Start RECORDS PROVIDED

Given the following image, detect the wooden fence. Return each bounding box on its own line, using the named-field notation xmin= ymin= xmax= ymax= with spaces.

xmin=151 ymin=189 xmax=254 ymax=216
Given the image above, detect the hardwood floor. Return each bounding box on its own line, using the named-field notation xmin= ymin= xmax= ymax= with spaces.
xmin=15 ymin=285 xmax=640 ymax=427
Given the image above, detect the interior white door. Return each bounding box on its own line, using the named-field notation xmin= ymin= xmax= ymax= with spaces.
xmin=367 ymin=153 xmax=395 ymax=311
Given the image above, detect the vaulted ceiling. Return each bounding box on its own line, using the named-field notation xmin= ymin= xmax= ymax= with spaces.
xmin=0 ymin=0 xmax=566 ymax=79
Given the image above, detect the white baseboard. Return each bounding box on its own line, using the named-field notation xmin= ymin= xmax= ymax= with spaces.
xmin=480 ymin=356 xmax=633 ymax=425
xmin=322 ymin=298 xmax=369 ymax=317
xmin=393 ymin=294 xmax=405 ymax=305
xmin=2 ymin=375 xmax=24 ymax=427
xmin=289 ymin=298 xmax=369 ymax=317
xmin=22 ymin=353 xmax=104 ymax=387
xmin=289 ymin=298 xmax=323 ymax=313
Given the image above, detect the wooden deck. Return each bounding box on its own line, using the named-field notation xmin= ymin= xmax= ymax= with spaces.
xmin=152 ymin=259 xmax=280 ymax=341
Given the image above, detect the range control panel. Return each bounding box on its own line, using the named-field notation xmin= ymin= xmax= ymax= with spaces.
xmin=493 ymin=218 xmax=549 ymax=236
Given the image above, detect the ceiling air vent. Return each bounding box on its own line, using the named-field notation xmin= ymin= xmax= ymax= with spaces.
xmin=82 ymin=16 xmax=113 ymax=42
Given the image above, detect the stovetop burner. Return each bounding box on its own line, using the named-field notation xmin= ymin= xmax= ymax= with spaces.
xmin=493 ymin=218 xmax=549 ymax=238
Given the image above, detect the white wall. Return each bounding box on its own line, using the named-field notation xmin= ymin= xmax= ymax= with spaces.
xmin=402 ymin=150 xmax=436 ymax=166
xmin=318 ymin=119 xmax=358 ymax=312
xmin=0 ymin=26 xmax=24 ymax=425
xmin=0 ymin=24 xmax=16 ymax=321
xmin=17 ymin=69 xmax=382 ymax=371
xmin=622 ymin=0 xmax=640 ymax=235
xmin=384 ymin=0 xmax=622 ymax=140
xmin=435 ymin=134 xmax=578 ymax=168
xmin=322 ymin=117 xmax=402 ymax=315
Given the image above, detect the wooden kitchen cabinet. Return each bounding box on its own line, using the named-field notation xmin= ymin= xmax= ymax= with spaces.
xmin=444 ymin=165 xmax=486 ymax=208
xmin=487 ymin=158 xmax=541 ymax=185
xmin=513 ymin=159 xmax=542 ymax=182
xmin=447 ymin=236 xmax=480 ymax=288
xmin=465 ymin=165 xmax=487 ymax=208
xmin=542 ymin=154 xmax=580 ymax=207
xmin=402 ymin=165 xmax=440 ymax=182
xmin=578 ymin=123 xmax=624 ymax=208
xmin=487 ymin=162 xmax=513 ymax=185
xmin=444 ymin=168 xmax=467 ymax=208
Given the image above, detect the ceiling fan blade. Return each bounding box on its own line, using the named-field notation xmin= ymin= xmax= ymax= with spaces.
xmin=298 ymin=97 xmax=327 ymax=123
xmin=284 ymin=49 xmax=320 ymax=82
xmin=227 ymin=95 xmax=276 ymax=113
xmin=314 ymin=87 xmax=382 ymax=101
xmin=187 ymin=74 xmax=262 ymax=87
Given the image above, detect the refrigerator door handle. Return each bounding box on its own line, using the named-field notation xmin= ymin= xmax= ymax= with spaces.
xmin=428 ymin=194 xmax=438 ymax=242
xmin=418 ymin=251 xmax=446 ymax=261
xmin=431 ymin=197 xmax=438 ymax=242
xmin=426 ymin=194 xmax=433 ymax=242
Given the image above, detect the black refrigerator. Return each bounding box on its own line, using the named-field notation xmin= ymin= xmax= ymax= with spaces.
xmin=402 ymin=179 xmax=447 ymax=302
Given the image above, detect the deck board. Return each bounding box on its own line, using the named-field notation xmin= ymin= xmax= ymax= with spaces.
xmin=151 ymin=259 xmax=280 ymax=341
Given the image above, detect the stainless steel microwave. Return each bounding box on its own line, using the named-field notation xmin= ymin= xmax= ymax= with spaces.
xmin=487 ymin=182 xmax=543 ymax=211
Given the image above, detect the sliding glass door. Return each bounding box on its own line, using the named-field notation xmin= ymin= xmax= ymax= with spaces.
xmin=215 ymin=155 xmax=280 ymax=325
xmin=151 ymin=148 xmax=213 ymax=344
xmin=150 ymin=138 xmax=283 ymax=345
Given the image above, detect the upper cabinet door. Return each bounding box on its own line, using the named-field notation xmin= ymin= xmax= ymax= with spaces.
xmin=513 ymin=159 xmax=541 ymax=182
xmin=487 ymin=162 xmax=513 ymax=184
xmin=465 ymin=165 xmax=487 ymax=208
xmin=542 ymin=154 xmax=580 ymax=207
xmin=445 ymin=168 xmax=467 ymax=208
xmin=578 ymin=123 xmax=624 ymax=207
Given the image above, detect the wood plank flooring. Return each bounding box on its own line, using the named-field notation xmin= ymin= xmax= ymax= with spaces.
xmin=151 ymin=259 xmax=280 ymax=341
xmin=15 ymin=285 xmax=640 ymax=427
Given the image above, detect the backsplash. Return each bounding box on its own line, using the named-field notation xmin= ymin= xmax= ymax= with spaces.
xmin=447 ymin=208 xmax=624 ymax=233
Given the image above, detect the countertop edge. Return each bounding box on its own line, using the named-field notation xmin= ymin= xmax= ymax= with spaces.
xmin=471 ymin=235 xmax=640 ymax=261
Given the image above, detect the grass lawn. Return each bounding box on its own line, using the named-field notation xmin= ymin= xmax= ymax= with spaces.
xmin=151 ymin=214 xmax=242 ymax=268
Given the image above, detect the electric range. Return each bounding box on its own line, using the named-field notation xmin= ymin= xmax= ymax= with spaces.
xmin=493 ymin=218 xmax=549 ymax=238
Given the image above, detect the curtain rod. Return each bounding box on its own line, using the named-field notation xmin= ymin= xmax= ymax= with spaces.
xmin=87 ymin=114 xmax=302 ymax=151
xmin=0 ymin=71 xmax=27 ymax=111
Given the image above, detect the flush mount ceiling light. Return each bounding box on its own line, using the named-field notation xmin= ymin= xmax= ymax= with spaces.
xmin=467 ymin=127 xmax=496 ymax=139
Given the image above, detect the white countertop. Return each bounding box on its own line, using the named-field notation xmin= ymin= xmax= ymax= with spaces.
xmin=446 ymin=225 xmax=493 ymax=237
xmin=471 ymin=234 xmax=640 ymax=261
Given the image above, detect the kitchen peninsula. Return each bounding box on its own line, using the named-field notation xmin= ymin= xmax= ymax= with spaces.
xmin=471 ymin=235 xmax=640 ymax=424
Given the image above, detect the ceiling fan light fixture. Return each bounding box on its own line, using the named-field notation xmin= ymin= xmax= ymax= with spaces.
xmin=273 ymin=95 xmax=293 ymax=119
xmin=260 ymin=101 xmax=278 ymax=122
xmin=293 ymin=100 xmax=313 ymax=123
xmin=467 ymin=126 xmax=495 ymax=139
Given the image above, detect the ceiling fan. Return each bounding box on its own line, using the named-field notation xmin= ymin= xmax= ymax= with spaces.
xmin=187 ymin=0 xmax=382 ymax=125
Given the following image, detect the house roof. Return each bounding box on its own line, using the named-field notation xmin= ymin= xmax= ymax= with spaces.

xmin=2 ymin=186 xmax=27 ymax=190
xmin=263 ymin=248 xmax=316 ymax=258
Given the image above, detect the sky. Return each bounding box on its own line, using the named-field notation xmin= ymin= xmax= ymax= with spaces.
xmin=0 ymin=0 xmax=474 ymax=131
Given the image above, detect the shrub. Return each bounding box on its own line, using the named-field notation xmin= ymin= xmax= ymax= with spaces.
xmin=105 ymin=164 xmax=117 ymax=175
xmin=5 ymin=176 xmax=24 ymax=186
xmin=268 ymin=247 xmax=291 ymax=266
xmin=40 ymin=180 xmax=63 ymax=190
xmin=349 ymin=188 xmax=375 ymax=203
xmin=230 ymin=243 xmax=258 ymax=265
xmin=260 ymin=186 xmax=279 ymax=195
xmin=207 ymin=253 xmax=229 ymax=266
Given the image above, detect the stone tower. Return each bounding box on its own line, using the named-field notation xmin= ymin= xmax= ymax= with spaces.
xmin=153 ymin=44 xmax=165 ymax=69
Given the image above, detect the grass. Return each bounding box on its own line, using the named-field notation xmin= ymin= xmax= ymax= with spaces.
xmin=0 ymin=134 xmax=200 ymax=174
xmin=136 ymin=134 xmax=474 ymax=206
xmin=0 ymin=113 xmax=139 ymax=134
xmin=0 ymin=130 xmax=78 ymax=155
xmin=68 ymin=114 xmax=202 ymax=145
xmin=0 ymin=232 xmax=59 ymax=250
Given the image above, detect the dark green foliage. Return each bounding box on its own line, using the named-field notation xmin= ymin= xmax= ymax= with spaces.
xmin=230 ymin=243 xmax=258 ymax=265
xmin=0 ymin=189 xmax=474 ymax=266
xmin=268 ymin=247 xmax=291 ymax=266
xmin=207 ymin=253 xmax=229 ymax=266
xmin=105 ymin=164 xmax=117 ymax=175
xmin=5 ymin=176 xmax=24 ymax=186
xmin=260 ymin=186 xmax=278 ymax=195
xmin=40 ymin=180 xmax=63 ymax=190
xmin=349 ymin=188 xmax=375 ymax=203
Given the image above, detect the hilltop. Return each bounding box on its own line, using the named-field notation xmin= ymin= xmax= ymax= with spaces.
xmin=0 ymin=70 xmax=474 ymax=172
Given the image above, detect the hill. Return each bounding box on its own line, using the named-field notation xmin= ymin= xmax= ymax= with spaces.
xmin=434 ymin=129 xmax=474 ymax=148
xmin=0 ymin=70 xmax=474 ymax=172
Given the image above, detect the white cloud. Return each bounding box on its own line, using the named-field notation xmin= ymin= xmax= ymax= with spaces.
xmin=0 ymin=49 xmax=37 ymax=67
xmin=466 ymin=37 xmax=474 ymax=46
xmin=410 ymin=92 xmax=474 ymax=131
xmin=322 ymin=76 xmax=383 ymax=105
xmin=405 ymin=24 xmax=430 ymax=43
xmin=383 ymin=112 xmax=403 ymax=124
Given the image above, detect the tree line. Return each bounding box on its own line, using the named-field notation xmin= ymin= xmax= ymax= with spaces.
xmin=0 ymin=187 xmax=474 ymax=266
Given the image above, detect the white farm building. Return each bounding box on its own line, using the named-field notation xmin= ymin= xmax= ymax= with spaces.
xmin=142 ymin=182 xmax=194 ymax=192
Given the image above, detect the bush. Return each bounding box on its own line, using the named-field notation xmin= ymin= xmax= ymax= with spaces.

End RECORDS PROVIDED

Please rewrite the lines that begin at the one containing "Given the image above, detect the stone" and stop after the one containing "xmin=153 ymin=44 xmax=165 ymax=69", replacing "stone tower" with "church spire" and leaving everything else unchanged.

Given the image above, detect the church spire. Return each bounding box on its own line, using the named-field notation xmin= ymin= xmax= ymax= with spaces.
xmin=153 ymin=44 xmax=165 ymax=69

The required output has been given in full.